WHAT YOU HAVE TO DO.
Pictures should be excluded; otherwise, copy every entry exactly.

SOURCE MATERIAL.
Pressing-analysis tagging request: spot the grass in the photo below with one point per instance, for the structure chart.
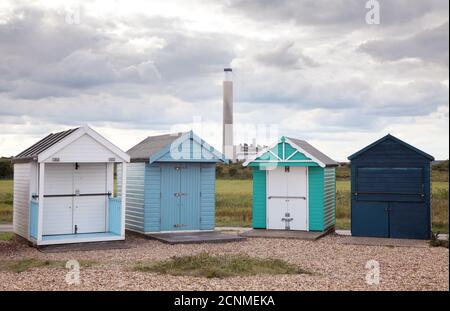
(23, 265)
(234, 204)
(220, 266)
(6, 200)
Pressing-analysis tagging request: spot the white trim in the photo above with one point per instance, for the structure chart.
(293, 154)
(80, 240)
(307, 201)
(253, 158)
(77, 134)
(304, 152)
(275, 155)
(41, 200)
(123, 195)
(286, 140)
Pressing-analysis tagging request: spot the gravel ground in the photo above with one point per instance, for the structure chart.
(333, 266)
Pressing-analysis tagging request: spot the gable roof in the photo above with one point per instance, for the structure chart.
(301, 146)
(153, 148)
(314, 152)
(390, 137)
(31, 153)
(151, 145)
(54, 142)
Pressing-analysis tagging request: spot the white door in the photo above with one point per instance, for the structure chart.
(297, 205)
(287, 198)
(58, 207)
(90, 205)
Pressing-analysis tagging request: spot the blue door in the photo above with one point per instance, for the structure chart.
(370, 219)
(180, 197)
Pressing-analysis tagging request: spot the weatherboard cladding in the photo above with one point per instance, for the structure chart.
(33, 152)
(321, 182)
(389, 177)
(148, 185)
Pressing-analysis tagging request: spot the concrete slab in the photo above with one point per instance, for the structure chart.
(284, 234)
(75, 247)
(6, 228)
(353, 240)
(195, 237)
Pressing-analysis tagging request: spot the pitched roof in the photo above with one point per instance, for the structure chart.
(389, 136)
(314, 152)
(151, 145)
(32, 152)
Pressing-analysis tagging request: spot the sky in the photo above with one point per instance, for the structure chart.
(309, 69)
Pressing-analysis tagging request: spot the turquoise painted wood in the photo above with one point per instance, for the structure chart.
(329, 198)
(115, 215)
(316, 194)
(180, 197)
(259, 199)
(34, 218)
(321, 186)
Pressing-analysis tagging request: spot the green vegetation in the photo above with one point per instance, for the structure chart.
(6, 200)
(22, 265)
(6, 236)
(6, 168)
(234, 202)
(220, 266)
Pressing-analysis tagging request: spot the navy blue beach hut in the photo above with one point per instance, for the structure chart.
(171, 184)
(391, 190)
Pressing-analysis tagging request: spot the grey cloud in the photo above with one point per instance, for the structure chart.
(333, 13)
(430, 45)
(286, 57)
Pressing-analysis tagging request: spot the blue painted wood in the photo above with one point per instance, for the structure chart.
(134, 219)
(370, 219)
(394, 175)
(115, 215)
(34, 218)
(208, 196)
(190, 198)
(152, 198)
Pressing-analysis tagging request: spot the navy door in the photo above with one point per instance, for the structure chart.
(370, 219)
(180, 197)
(389, 202)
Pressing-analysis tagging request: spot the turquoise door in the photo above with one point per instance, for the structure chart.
(180, 197)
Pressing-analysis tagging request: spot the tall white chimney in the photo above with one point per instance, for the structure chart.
(228, 145)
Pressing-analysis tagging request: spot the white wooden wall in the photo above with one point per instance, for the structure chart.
(84, 149)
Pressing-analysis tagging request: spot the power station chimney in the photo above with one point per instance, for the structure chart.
(228, 145)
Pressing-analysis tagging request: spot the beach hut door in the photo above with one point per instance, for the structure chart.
(287, 198)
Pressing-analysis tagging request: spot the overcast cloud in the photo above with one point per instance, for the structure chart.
(313, 68)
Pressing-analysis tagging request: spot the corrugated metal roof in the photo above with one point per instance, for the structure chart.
(151, 145)
(389, 136)
(314, 152)
(33, 152)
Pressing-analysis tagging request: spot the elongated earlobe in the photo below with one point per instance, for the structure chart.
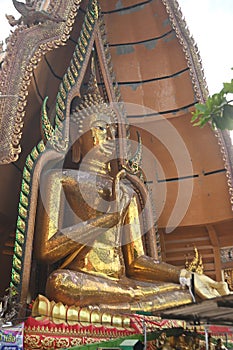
(76, 152)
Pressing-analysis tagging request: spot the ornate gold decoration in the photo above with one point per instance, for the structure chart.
(14, 95)
(56, 139)
(58, 313)
(55, 135)
(228, 276)
(196, 265)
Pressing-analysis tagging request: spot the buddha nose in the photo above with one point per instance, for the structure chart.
(109, 133)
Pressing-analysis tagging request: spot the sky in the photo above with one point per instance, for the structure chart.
(209, 22)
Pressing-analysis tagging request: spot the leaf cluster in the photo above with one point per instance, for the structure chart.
(217, 110)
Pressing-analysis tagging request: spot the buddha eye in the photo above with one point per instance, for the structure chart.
(102, 128)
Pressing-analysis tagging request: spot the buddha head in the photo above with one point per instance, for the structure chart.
(93, 133)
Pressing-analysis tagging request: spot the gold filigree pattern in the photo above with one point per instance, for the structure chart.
(56, 140)
(12, 109)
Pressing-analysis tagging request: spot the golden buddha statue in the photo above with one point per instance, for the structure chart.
(90, 221)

TASK ANSWER.
Pressing-analysis tagging request: spot the grass in the photo below with one point per instance, for the structure chart.
(23, 265)
(234, 204)
(220, 266)
(6, 200)
Pressing-analysis tagging request: spot the white trim in the photo above with one point per instance, for the structure chart.
(293, 154)
(80, 240)
(307, 201)
(253, 158)
(77, 134)
(304, 152)
(275, 155)
(41, 200)
(123, 195)
(286, 140)
Pressing-analysis tagging request: spot the gravel ground in the photo above with one point per instance, for the structure chart.
(333, 266)
Pressing-analysis tagging request: spot the gable roof in the photo above with one point per instance, for the structure chart.
(301, 146)
(153, 148)
(314, 152)
(390, 137)
(31, 153)
(151, 145)
(54, 142)
Pressing-analysis tagging request: spot the white door in the photo above with one point per instance, for the structure chart.
(297, 205)
(287, 198)
(58, 207)
(90, 205)
Pressing-analysis tagging request: spot the blue door in the photo above with one point per instance, for the structure chart.
(370, 219)
(180, 197)
Pressing-analysis tagging request: spot the weatherboard cladding in the photo above with one point per instance, for the structure chart.
(33, 152)
(321, 182)
(389, 177)
(148, 185)
Pressing-analysis tagging request: spot the concrete slab in the photo above with one point per instance, for the structure chart.
(284, 234)
(75, 247)
(6, 228)
(353, 240)
(195, 237)
Pressing-analysis tagging request: spot the pitched roof in the photo above with one point per instance, for the structure chart.
(389, 136)
(314, 152)
(151, 145)
(32, 152)
Pressing-analysis tagging request: spot the sky in the photo above with one point per instance, for the structure chart.
(309, 69)
Pressing-analysis tagging request: spot the turquoise painted wood in the photo above with one point per instance, for the structure chart.
(329, 198)
(115, 215)
(316, 194)
(180, 197)
(259, 199)
(34, 218)
(321, 186)
Pressing-analysis tagging request: spot the green vegetation in the photo above with one point per instance, for the structure chart.
(6, 200)
(22, 265)
(6, 236)
(6, 168)
(234, 202)
(220, 266)
Pressing-analysis tagging request: spot the navy blue beach hut in the photo above with one point per instance, for the structure chart.
(171, 184)
(391, 190)
Pressing-analysis tagging request: spot the grey cloud in the photo above with one point per instance, for the structure chart.
(333, 13)
(430, 45)
(286, 57)
Pressing-analysis tagging request: spot the blue painted wood in the photo above with one point per instance, for the structure chart.
(134, 219)
(370, 219)
(394, 175)
(115, 215)
(34, 218)
(208, 196)
(190, 198)
(152, 198)
Pressing-analysis tagging request: spot the navy door in the photo above with one point per instance, for the structure chart.
(370, 219)
(180, 197)
(389, 202)
Pressing-analysis tagging request: spot the turquoise door in the photo above with one point per instance, for the structure chart.
(180, 197)
Pressing-analysis tagging request: spot the tall white chimney in the photo above with one point per instance, for the structure chart.
(228, 145)
Pressing-analysis tagging request: spot the white wooden wall in the photo above with one point per instance, for the structure chart.
(84, 149)
Pressing-analysis tagging request: spot the power station chimney in the photo above with one point per instance, for the structure chart.
(228, 145)
Pressing-analysis tagging request: spot the beach hut door in the photo above with one point per instance, for the structure chart.
(287, 198)
Pressing-analysis tagging request: spot the overcast cloud in the photo above with one point per instance, for the structure chart.
(313, 68)
Pressing-analysis tagging request: spot the corrugated metal roof in the photo above with one point per instance, for the structure chart.
(151, 145)
(389, 136)
(314, 152)
(33, 152)
Pressing-analysis tagging request: spot the elongated earlobe in the photo below with one point per instance, for the structure chart.
(76, 152)
Pressing-analysis tagging request: spot the ornate gold decoration in the photo above with one point per instance, for the structure chart.
(14, 95)
(56, 139)
(58, 313)
(55, 135)
(228, 276)
(196, 265)
Pressing-analysis tagging request: spot the buddha nose in the photo above with one point per instance, for the structure chart.
(109, 133)
Pressing-analysis tagging request: spot the sky in the photo above with one point per instance, for the structure chart.
(209, 22)
Pressing-analysis tagging request: spot the leaf cluster in the photo above with one point per instance, for the structure chart.
(217, 110)
Pressing-analysis tagging request: spot the buddha eye in the photo above with one point per instance, for the structure chart.
(102, 128)
Pressing-analysis tagging request: spot the buddha head in the photo above with one point per instance, for the structure chart.
(93, 133)
Pressing-analysis tagging request: spot the gold filigree pattern in the photo above with one point per instance, for the structure chart.
(56, 140)
(12, 109)
Pressing-analysis tagging request: spot the golden buddha statue in the photo above with one point per instance, for the structure chart.
(90, 221)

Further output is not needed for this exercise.